Segmentation dataset excerpts:
__________

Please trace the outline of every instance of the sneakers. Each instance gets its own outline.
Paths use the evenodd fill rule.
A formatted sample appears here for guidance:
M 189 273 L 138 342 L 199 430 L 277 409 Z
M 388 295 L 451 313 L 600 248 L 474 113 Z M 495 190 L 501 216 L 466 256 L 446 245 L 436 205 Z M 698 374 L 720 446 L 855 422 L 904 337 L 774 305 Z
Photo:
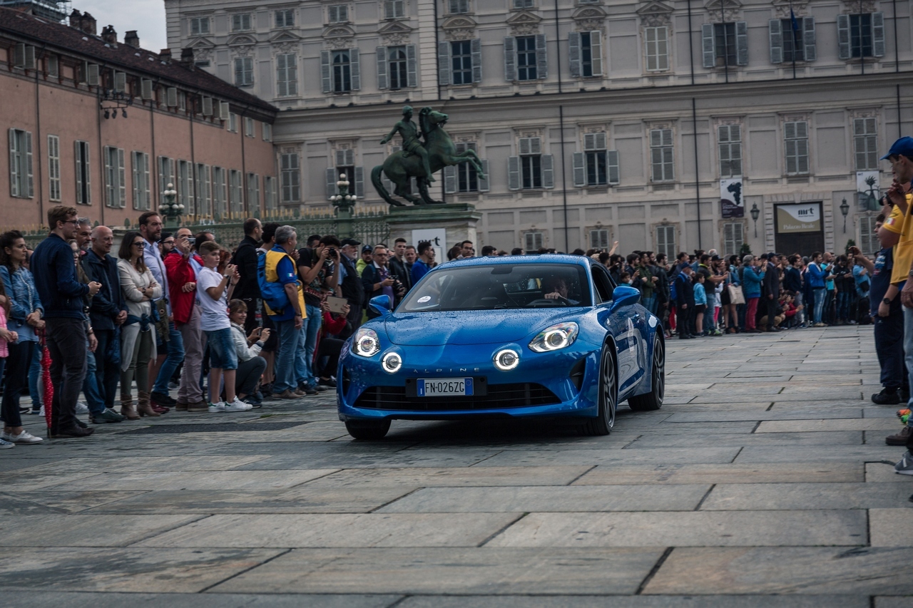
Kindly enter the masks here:
M 907 450 L 897 464 L 894 466 L 894 472 L 900 475 L 913 475 L 913 456 L 910 456 L 909 450 Z
M 904 426 L 903 430 L 897 435 L 889 435 L 885 437 L 885 443 L 888 446 L 906 446 L 907 438 L 910 436 L 910 427 Z M 910 475 L 913 475 L 911 473 Z
M 247 412 L 247 410 L 254 409 L 253 405 L 244 403 L 237 397 L 235 397 L 235 401 L 230 404 L 226 404 L 224 407 L 223 412 Z
M 897 405 L 900 403 L 900 395 L 896 389 L 881 389 L 881 393 L 872 395 L 872 403 L 876 405 Z
M 102 423 L 116 423 L 123 422 L 127 419 L 127 416 L 122 416 L 110 407 L 106 407 L 105 411 L 101 414 L 96 414 L 89 417 L 89 422 L 93 425 L 100 425 Z
M 10 444 L 40 444 L 43 441 L 41 437 L 36 437 L 26 430 L 23 430 L 19 435 L 13 435 L 12 433 L 0 434 L 0 440 Z

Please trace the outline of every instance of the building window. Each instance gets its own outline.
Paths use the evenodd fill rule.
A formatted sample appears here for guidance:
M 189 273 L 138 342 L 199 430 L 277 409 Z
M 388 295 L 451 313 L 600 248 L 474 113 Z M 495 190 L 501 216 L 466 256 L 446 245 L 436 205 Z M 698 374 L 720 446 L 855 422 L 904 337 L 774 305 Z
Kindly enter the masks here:
M 76 203 L 77 204 L 92 204 L 91 173 L 89 171 L 89 142 L 74 142 L 74 159 L 76 160 Z
M 676 257 L 676 226 L 656 226 L 656 254 L 666 254 L 668 259 Z
M 22 198 L 35 196 L 32 133 L 19 129 L 9 130 L 9 194 Z
M 333 92 L 352 90 L 352 64 L 349 51 L 333 51 Z
M 717 133 L 719 145 L 719 176 L 741 175 L 741 127 L 737 124 L 720 125 Z
M 235 86 L 250 87 L 254 84 L 254 58 L 235 58 Z
M 723 255 L 738 256 L 745 242 L 745 225 L 741 222 L 728 222 L 723 225 Z
M 133 209 L 149 211 L 152 208 L 152 197 L 149 181 L 149 154 L 133 151 L 131 152 L 133 183 Z
M 196 215 L 196 205 L 194 200 L 194 165 L 187 161 L 177 163 L 177 202 L 184 205 L 184 213 L 189 215 Z M 182 214 L 184 215 L 184 214 Z
M 196 165 L 196 200 L 197 213 L 201 215 L 212 214 L 212 183 L 209 177 L 209 165 L 198 163 Z
M 661 72 L 669 68 L 669 30 L 666 26 L 644 28 L 646 71 Z
M 249 29 L 253 29 L 252 24 L 253 18 L 250 13 L 238 13 L 231 16 L 231 31 L 233 32 L 246 32 Z
M 123 150 L 105 146 L 105 204 L 122 209 L 127 205 L 127 179 L 124 175 Z
M 263 176 L 263 197 L 267 211 L 275 211 L 278 207 L 276 197 L 276 178 L 269 175 Z
M 60 138 L 47 136 L 47 198 L 60 200 Z
M 535 80 L 536 75 L 536 37 L 517 37 L 517 79 Z
M 609 231 L 605 228 L 598 228 L 590 231 L 590 247 L 593 249 L 609 249 Z
M 406 70 L 405 47 L 390 47 L 387 48 L 388 74 L 391 89 L 404 89 L 409 86 Z
M 301 175 L 298 168 L 298 153 L 281 156 L 282 202 L 296 203 L 301 199 Z
M 676 178 L 672 155 L 672 130 L 650 130 L 650 165 L 652 181 L 671 182 Z
M 190 20 L 190 35 L 203 36 L 209 33 L 209 17 L 193 17 Z
M 450 43 L 450 57 L 454 84 L 472 84 L 472 43 L 458 40 Z
M 855 152 L 856 171 L 878 170 L 876 129 L 874 118 L 853 119 L 853 150 Z
M 281 10 L 276 11 L 276 26 L 277 27 L 294 27 L 295 26 L 295 9 L 293 9 L 293 8 L 283 8 Z
M 330 23 L 346 23 L 349 21 L 349 6 L 346 5 L 328 6 L 327 17 Z
M 402 19 L 405 16 L 405 0 L 384 0 L 383 18 Z
M 298 95 L 298 58 L 294 53 L 276 56 L 276 83 L 279 97 Z
M 808 173 L 808 122 L 799 121 L 783 123 L 786 142 L 786 174 Z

__________

• **AIM**
Reproduce the data above with every instance of "Kindly enter the masks here" replaced by "Provide the masks below", leaving everything else unchanged. Omit the pictures from your answer.

• **EXERCISE OUTPUT**
Please trace the outline of every instance of the sneakers. Each instance gets its own outline.
Paths use the evenodd fill rule.
A formatted sample appears here for guidance:
M 189 273 L 138 342 L 199 430 L 277 409 Z
M 388 295 L 451 313 L 600 248 L 474 113 Z M 495 190 L 501 216 L 466 256 L 446 245 L 436 205 Z M 698 374 L 720 446 L 855 422 L 904 337 L 774 305 Z
Photo:
Provide the masks below:
M 907 450 L 897 464 L 894 466 L 894 472 L 900 475 L 913 475 L 913 456 L 910 456 L 909 450 Z
M 904 426 L 903 430 L 897 435 L 889 435 L 885 437 L 885 443 L 888 446 L 906 446 L 907 438 L 910 436 L 910 427 Z M 910 475 L 913 475 L 911 473 Z
M 247 412 L 247 410 L 254 409 L 253 405 L 244 403 L 237 397 L 235 397 L 235 401 L 230 404 L 226 404 L 224 407 L 223 412 Z
M 897 405 L 900 403 L 900 395 L 896 389 L 881 389 L 881 393 L 872 395 L 872 403 L 876 405 Z
M 102 423 L 116 423 L 123 422 L 127 419 L 127 416 L 122 416 L 110 407 L 106 407 L 105 411 L 101 414 L 96 414 L 89 417 L 89 422 L 93 425 L 100 425 Z
M 10 444 L 40 444 L 43 441 L 41 437 L 36 437 L 26 430 L 23 430 L 19 435 L 13 435 L 12 433 L 0 434 L 0 440 Z

Please trace the outline of every instance of the building window. Each instance gets its own outline.
Paths use the evenodd fill rule.
A formatted sample appears here for guidance:
M 189 273 L 138 342 L 199 430 L 277 409 Z
M 388 295 L 451 313 L 600 248 L 474 113 Z M 495 190 L 501 216 L 466 256 L 446 245 L 436 205 Z M 698 374 L 720 446 L 855 422 L 904 337 L 774 305 Z
Provide the masks below:
M 76 203 L 77 204 L 92 204 L 91 173 L 89 171 L 89 142 L 74 142 L 74 159 L 76 160 Z
M 676 257 L 676 226 L 656 226 L 656 254 L 666 254 L 668 259 Z
M 22 198 L 35 196 L 32 133 L 19 129 L 9 130 L 9 194 Z
M 333 92 L 352 90 L 352 64 L 349 51 L 333 51 Z
M 717 133 L 719 145 L 719 176 L 741 175 L 741 127 L 737 124 L 720 125 Z
M 235 86 L 250 87 L 254 84 L 254 58 L 235 58 Z
M 723 255 L 738 256 L 745 242 L 745 225 L 741 222 L 728 222 L 723 225 Z
M 133 209 L 149 211 L 152 208 L 152 197 L 149 181 L 149 154 L 133 151 L 131 152 L 133 183 Z
M 196 215 L 196 205 L 194 200 L 194 165 L 187 161 L 177 163 L 177 202 L 184 205 L 184 213 L 189 215 Z M 182 214 L 184 215 L 184 214 Z
M 196 165 L 196 200 L 197 213 L 201 215 L 212 214 L 212 183 L 209 177 L 209 165 L 198 163 Z
M 661 72 L 669 68 L 669 30 L 666 26 L 644 28 L 646 71 Z
M 249 29 L 253 29 L 252 24 L 253 18 L 250 13 L 238 13 L 231 16 L 231 31 L 233 32 L 246 32 Z
M 123 150 L 105 146 L 105 204 L 122 209 L 127 205 L 127 179 L 124 175 Z
M 263 176 L 263 197 L 267 211 L 275 211 L 278 207 L 276 197 L 276 178 L 269 175 Z
M 60 138 L 47 136 L 47 198 L 60 200 Z
M 535 80 L 536 75 L 536 37 L 517 37 L 517 79 Z
M 609 231 L 605 228 L 598 228 L 590 231 L 590 247 L 593 249 L 609 249 Z
M 406 70 L 405 47 L 390 47 L 387 48 L 388 74 L 391 89 L 404 89 L 409 86 Z
M 301 175 L 298 168 L 298 153 L 281 156 L 282 202 L 296 203 L 301 199 Z
M 676 178 L 672 155 L 672 130 L 650 130 L 650 165 L 652 181 L 671 182 Z
M 190 20 L 190 35 L 203 36 L 209 33 L 209 17 L 193 17 Z
M 450 43 L 450 57 L 454 84 L 472 84 L 472 43 L 458 40 Z
M 855 152 L 856 171 L 878 170 L 876 129 L 874 118 L 853 119 L 853 150 Z
M 281 10 L 276 11 L 276 26 L 277 27 L 294 27 L 295 26 L 295 9 L 293 9 L 293 8 L 283 8 Z
M 330 23 L 346 23 L 349 21 L 349 6 L 346 5 L 328 6 L 327 17 Z
M 402 19 L 405 16 L 405 0 L 384 0 L 383 18 Z
M 298 95 L 298 58 L 294 53 L 276 56 L 276 83 L 279 97 Z
M 808 173 L 808 122 L 799 121 L 783 123 L 786 142 L 786 174 Z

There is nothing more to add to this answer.